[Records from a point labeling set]
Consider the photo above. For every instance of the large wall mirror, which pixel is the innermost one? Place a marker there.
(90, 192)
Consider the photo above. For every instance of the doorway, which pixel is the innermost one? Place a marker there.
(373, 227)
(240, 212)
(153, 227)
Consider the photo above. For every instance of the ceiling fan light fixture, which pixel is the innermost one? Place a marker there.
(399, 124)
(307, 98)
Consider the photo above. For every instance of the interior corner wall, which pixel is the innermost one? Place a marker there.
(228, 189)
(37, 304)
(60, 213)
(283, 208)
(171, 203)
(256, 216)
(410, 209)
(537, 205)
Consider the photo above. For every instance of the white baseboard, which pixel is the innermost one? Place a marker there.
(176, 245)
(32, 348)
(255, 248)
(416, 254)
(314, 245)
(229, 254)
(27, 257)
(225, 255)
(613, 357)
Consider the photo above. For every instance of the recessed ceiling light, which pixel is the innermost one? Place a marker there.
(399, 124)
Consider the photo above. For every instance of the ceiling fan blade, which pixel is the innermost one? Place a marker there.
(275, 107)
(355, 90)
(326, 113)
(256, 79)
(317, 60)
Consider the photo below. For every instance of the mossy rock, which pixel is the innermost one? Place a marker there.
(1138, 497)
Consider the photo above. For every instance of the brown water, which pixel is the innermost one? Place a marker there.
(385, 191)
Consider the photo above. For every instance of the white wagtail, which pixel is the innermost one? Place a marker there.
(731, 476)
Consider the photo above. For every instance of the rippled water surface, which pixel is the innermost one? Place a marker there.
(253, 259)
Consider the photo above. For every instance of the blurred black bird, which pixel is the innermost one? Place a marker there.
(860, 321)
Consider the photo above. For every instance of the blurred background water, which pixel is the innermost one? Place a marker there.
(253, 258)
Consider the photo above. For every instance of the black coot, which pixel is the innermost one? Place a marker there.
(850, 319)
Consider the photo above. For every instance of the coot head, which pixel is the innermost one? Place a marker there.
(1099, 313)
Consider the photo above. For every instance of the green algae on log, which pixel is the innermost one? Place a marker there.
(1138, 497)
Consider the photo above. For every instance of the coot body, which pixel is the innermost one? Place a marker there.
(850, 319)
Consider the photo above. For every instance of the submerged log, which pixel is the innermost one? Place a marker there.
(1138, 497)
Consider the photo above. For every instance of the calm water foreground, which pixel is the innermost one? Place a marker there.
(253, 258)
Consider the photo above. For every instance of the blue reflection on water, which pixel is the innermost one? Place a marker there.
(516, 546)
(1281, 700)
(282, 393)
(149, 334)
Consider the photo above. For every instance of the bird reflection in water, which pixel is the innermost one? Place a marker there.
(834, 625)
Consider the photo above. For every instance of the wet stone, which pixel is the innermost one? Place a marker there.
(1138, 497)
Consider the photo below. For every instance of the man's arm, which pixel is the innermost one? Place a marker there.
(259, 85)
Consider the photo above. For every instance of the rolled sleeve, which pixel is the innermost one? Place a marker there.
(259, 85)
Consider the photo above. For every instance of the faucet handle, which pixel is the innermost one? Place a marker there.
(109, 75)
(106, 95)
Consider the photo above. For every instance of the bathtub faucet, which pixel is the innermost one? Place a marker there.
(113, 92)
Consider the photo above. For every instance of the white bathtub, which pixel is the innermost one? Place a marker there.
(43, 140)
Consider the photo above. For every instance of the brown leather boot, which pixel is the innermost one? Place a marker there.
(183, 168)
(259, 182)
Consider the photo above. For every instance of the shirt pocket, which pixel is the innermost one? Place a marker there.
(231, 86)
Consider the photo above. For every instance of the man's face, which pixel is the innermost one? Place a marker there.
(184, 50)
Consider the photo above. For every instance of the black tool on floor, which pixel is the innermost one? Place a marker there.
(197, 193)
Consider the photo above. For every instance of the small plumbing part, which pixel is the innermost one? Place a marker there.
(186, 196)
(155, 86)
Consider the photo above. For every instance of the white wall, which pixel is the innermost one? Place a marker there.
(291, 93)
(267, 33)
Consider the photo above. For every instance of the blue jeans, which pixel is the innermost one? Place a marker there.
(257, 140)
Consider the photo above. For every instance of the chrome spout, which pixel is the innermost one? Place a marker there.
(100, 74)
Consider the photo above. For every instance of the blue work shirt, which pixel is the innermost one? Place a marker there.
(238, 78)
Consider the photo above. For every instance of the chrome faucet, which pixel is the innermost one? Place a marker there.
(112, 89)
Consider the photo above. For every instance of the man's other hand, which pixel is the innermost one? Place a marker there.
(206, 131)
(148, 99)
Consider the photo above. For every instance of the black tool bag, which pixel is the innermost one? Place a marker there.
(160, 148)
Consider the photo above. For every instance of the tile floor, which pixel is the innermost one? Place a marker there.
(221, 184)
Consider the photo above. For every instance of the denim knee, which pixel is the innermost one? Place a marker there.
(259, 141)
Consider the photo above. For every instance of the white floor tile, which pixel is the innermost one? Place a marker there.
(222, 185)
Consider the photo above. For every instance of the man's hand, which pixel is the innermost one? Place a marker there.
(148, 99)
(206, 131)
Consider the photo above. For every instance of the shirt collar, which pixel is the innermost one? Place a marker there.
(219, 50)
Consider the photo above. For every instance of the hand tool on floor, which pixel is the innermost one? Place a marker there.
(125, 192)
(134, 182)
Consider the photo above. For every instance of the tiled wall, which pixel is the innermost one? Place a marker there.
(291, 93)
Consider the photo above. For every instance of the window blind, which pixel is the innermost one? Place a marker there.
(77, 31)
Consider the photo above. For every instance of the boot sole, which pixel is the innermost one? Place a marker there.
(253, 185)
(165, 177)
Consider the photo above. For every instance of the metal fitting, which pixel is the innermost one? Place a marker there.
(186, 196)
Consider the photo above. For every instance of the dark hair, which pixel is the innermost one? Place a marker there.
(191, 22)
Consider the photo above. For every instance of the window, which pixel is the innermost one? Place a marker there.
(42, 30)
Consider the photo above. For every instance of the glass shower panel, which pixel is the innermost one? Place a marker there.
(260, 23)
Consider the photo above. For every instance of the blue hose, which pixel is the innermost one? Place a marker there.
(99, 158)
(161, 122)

◆ **Written exercise**: Write the material out again word for word.

◆ **Written solution**:
Consider the photo above. For every instance of the large wall mirror, which pixel is the innermost one? Place a marker there.
(90, 192)
Consider the photo above. For every instance of the doorway, which pixel is the innermost one? Place a marker there.
(373, 227)
(240, 212)
(153, 227)
Consider the photo above. For every instance of the ceiling fan light fixture, which pixel is the innermost one? Place a marker there.
(399, 124)
(307, 98)
Consider the photo above. For every instance of the interior corner wall, which pixel is the innermost one? Place a marker there.
(228, 189)
(37, 304)
(60, 213)
(283, 208)
(171, 203)
(256, 216)
(410, 209)
(537, 205)
Consider the photo above. For every instance of the white baseboard, which pixel is the innermost one? Place a marker there.
(176, 245)
(32, 348)
(255, 248)
(416, 254)
(314, 245)
(229, 254)
(27, 257)
(225, 255)
(613, 357)
Consider the photo above. For every instance of the recessed ceiling light, which pixel is the innermost one? Place a marker there.
(399, 124)
Consider the photo above. For every instance of the ceiling fan blade, which pixel is the innermost one? Place a marker there.
(275, 107)
(355, 90)
(326, 113)
(256, 79)
(317, 60)
Consider the photo below. For every instance of the mossy rock, which pixel is the innermost one? Place a marker there.
(1138, 497)
Consider the photo above. For every instance of the brown water, which pixel is the innermost one? Place a marker there.
(385, 191)
Consider the photo above. For every instance of the white wagtail, which pixel is the innermost one? Place a marker there.
(731, 476)
Consider the photo above. For every instance of the rippled water surface, which pixel is the innermost one? Place a marker there.
(253, 259)
Consider the photo above. For every instance of the blurred black bird, which pixel is the innermost one? Place a marker there.
(860, 321)
Consider the photo above. For every instance of the blurred background water, which pixel is the innermost one? Place a marker there.
(253, 258)
Consider the photo above. For every instance of the black coot, which pixel is the innermost one? Place a marker there.
(850, 319)
Consider the photo above. For every instance of the coot head, which pixel is the innermost one? Place a marker there.
(1099, 313)
Consider the photo above. For every instance of the green algae on log, which pixel is the innermost one? Place a marker there.
(1138, 497)
Consider the photo above. For every instance of the coot body, which pixel is the innermost one? Place a marker there.
(850, 319)
Consider the photo above. For every instance of the submerged log, which pixel is the innermost one? Place a marker there.
(1138, 497)
Consider the photo above. For every instance of the calm water foreground, which pixel is the innermost one? Place a marker there.
(253, 258)
Consider the photo above. For every instance of the blue reflection on water, which pixel is the innermost one? Place a marker there.
(516, 546)
(1281, 700)
(282, 393)
(149, 334)
Consider the photo above. For every instance of the bird reflection in water, which pixel is the innermost one? Place a marker there.
(834, 625)
Consider the photo above. For every instance of the wet stone, which pixel is the innermost one? Place a marker there.
(1138, 497)
Consider the photo below. For every instance of the man's arm, which pixel is the innermost one? Place a marker there.
(259, 85)
Consider the photo above. For every instance of the rolled sleeve, which pixel is the innermost one? Place a marker there.
(259, 85)
Consider the photo above. For every instance of the faucet handle, which pixel is the innermost one? Place a marker there.
(109, 75)
(106, 95)
Consider the photo above. For every instance of the bathtub faucet, which pixel is the innermost one? Place a marker there.
(113, 92)
Consider the photo above. For every instance of the white bathtub, which pixel is the innermost one? Place a marker there.
(43, 140)
Consider the photo above. For every instance of the brown leather boot, which pixel is the innermost one? Place a marker there.
(183, 168)
(259, 182)
Consider the photo above. For every instance of the shirt pocket, which pixel is the innermost one? Place a marker there.
(231, 86)
Consider the photo above. For every instance of the man's face, which pixel is the innermost one? Place a marker there.
(184, 50)
Consider the photo above. For every instance of the black tool on floor, which pixel is the innermost one? Place a marker there.
(197, 193)
Consider the photo above. For every instance of the small plumbing part, which pixel is the innermost one? Place a marker there.
(186, 196)
(155, 86)
Consider the photo above. For every instance of the white wall, which pixel is the innermost one? Place a marker there.
(291, 93)
(267, 33)
Consider the photo above. For every instance of the blue jeans, which pixel is the innermost one? Place a marker there.
(257, 140)
Consider the photo above. For every instance of the chrome spout, which pixel is the innermost one? Place a marker there.
(100, 74)
Consider the photo above. For every instance of the blue work shirt, which pixel is the innermost one? Place a marker there.
(238, 78)
Consider the photo above. For every instance of the chrome faucet, which pixel is the innermost one? Place a marker there.
(112, 89)
Consider the photo above. For every instance of the man's other hand, which pixel is the innermost one? Place a marker there.
(206, 131)
(148, 99)
Consider the photo above. For every instance of the black tool bag, which pixel is the innermost one? Place a marker there.
(160, 148)
Consider the photo above. For every instance of the tile floor, which pixel is the innermost one? Place a marker there.
(221, 184)
Consider the photo above. For every instance of the denim knee, which pixel is the innermost one? Place a marker there.
(259, 141)
Consider the photo above. For every instance of the white floor tile, which pixel is the innermost one? Place a marker there.
(222, 185)
Consider the photo above. For every instance of the man's hand, which pixel is the innermost one? Place a marker there.
(148, 99)
(206, 131)
Consider the photo above. For every instance of the shirt collar, which pixel is the innermost one? Place a marker there.
(219, 50)
Consider the photo above. For every instance of the hand tool on floor, which pixel is the innermost one? Place a marker there.
(125, 192)
(134, 182)
Consider the photo above. For every instance of the tiled wall, which pixel is the innermost one? Place a marker there.
(291, 93)
Consider the photo above. For every instance of the window blind, which pixel is the innermost one? Place a marker there.
(77, 31)
Consider the photo above. For every instance of the boot sole, which pixel is the innermost one? Place a marker there.
(253, 185)
(165, 177)
Consider the photo above. For every instance of the metal fitting, which pixel is the innermost one? Place a marker there.
(186, 196)
Consider the photo above. For every instance of the dark hair, which pixel is the innermost one? Place a marker there.
(191, 22)
Consider the photo above. For every instance of the window, which pixel is the innermost one? Place a marker there.
(42, 30)
Consider the photo above. For every instance of the glass shower panel, which pixel is the innermost one? Place a marker there.
(260, 23)
Consider the photo above. For every instance of the blue hose, which pixel is the innermost one? Place a marker there.
(99, 158)
(161, 122)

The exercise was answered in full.